Alameda Treasurer Says City Is Headed Toward Bankruptcy
City is facing $6.2 million in budget shortfall while deficits continue to grow
Alameda is facing multi-million-dollar budget deficits over the next five years that could bankrupt the city if major changes aren’t made now, the city’s top elected finance officers said Tuesday.
“Based on where they are now, in a little over two years, you’re out of money,” City Treasurer Kevin Kennedy told a reporter after an impassioned appeal to the City Council to quickly address the city’s money problems that liberally cited bankrupt Vallejo as a cautionary tale.
The City Council may consider slashing staff and programs, cutting pay and increasing city employees’ contribution to retirement and health care costs in order to bring the city's spending in line with the money it’s taking in, city officials said after offering a grim budget forecast to the council on Tuesday night. Alameda is facing a $6.2 million general fund budget shortfall next year and growing deficits for each of the four years that follow it; without major cuts or more money, the city will exhaust its fund balance before the end of the 2013-2014 fiscal year, the forecast showed.
“The day of reckoning is here,” City Councilman Doug deHaan said after top city staffers told the council their store of one-time budget-fixing tricks has run out. Acting City Manager Lisa Goldman said major structural fixes are needed and asked the council for direction on the solutions city staff should pursue.
Council members first offered stunned silence and then little more, saying only that they want core services protected and that they want community guidance on what those are. But Kennedy and City Auditor Kevin Kearney said the council knew the big budget problems were coming and that they need to act quickly to keep the city solvent.

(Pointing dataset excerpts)

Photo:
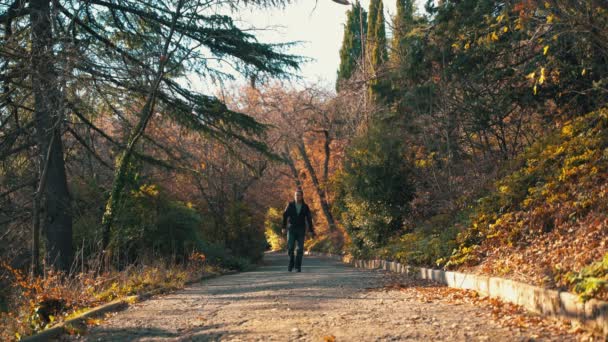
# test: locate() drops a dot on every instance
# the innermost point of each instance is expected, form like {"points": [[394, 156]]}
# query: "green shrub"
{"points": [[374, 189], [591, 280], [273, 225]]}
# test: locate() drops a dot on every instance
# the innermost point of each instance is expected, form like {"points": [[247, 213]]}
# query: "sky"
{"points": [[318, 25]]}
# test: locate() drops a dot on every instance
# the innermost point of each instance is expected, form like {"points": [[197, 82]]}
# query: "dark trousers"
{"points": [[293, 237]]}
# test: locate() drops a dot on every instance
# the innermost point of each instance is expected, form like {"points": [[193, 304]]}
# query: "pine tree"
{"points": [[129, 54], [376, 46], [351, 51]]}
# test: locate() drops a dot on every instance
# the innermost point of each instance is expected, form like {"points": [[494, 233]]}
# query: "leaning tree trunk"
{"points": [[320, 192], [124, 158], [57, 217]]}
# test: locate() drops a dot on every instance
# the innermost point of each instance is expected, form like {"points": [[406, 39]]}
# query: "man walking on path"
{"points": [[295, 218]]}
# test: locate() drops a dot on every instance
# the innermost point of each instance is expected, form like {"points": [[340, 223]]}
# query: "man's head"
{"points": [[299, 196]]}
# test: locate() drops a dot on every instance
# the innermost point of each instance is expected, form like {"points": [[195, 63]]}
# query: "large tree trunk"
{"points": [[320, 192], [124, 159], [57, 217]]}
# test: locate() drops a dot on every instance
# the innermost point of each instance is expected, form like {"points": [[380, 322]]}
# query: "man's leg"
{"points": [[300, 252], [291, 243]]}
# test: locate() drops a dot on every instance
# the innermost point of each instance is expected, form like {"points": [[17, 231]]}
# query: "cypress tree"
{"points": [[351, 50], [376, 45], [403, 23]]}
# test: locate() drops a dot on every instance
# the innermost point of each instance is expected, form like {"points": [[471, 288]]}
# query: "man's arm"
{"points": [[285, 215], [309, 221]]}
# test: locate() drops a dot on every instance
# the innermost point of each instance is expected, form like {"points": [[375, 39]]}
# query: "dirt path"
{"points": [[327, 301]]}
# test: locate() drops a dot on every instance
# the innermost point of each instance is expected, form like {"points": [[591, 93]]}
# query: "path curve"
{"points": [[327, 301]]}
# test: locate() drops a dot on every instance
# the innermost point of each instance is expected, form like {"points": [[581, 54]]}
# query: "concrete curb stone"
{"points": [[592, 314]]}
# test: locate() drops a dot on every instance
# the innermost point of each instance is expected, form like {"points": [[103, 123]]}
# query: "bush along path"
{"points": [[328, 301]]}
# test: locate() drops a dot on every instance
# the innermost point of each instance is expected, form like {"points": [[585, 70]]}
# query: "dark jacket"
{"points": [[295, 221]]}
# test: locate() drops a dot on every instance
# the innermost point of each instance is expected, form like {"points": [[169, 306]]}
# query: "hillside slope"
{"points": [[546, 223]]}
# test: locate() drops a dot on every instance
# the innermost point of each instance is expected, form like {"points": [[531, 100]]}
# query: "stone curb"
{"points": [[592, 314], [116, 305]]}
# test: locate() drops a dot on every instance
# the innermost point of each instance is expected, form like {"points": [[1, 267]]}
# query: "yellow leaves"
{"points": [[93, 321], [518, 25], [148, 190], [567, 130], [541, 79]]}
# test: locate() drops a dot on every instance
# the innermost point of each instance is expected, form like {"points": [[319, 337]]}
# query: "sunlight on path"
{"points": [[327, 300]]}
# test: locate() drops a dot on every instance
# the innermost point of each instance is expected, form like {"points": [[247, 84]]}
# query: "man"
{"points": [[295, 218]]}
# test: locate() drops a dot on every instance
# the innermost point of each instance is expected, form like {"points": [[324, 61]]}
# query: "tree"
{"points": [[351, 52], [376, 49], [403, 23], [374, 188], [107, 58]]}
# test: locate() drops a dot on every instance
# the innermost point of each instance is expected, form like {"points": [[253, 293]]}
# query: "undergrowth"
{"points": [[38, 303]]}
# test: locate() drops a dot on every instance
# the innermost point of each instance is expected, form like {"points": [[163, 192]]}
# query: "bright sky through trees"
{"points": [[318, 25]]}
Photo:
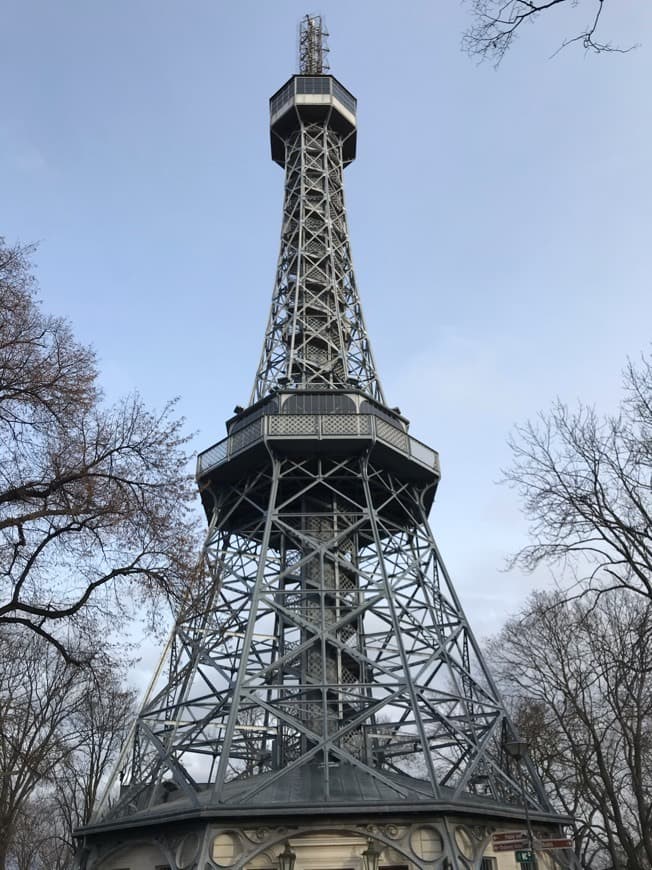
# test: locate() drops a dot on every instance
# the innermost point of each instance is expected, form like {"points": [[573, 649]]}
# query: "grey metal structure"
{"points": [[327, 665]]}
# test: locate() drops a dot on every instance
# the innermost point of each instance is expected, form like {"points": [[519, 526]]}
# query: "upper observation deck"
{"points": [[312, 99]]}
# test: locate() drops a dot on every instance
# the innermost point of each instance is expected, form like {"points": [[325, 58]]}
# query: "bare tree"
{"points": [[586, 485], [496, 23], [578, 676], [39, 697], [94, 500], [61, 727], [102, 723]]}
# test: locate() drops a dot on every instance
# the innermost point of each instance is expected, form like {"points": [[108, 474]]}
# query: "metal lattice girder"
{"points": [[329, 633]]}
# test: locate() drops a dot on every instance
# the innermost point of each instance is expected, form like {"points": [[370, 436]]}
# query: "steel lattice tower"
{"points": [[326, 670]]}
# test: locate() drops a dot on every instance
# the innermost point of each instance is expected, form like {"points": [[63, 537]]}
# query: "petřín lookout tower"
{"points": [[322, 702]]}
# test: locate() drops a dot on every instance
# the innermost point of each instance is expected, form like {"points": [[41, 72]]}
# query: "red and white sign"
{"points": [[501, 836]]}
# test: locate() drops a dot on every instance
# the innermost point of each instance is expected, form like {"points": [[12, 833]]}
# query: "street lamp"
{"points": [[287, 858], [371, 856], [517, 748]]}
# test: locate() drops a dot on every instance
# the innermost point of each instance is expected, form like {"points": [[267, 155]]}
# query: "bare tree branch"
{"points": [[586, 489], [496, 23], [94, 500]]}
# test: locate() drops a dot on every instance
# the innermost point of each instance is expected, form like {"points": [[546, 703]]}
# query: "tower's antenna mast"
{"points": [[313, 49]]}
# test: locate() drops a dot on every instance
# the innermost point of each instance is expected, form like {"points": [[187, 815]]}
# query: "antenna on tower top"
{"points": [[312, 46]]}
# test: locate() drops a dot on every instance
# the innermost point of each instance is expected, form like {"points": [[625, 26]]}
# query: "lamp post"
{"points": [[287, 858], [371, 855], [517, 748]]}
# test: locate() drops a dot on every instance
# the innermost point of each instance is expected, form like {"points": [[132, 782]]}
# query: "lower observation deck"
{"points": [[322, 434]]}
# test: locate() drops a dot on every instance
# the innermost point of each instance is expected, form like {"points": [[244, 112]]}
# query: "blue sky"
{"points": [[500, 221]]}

▶ _EXERCISE TASKS_
1 – For each statement, say whether the Alameda budget article agrees with it. Answer yes or no and quote the words of the article that decide it. (a) The city faces a $6.2 million general fund shortfall next year. (b) Council members responded to the forecast by laying out a detailed plan of cuts. (c) Lisa Goldman serves as the city's treasurer.
2 – Carry the Alameda budget article forward from its final sentence.
The rows have no role in this work.

▶ _ANSWERS BELOW_
1 –
(a) Yes: "Alameda is facing a $6.2 million general fund budget shortfall next year"
(b) No: "Council members first offered stunned silence and then little more"
(c) No: "Acting City Manager Lisa Goldman"

2 –
They said the council needs to cap growing employee benefit costs. If the council doesn’t act, the city may find itself forced to slash staff and unable to pay the benefits it promised to employees, the pair said.
“If we don’t decide, a court will decide,” Kennedy said. “It will be a bankruptcy attorney and bankruptcy court.”
Mayor Marie Gilmore said she agreed pension reform is necessary, but said it won’t solve the city’s current fiscal problems. Kennedy and Kearney said the fixes still need to happen to keep the city solvent, and they said they want city leaders to consider cutting salaries instead of laying off staff. They said the city should also consider asking employees to share increases in pension and health care costs, something Goldman said the city’s management employees are willing to do.
Employee retirement and health care costs alone are expected to grow by $2.8 million in 2011-2012, with more than $1.3 million of that going toward increased retirement benefit costs for public safety employees. The city’s retirement plan contributions for public safety employees are expected to grow from 31 cents on the dollar this year to 45 cents in 2015, and from 13 cents for the rest of the city’s employees this year to 19 cents in 2015.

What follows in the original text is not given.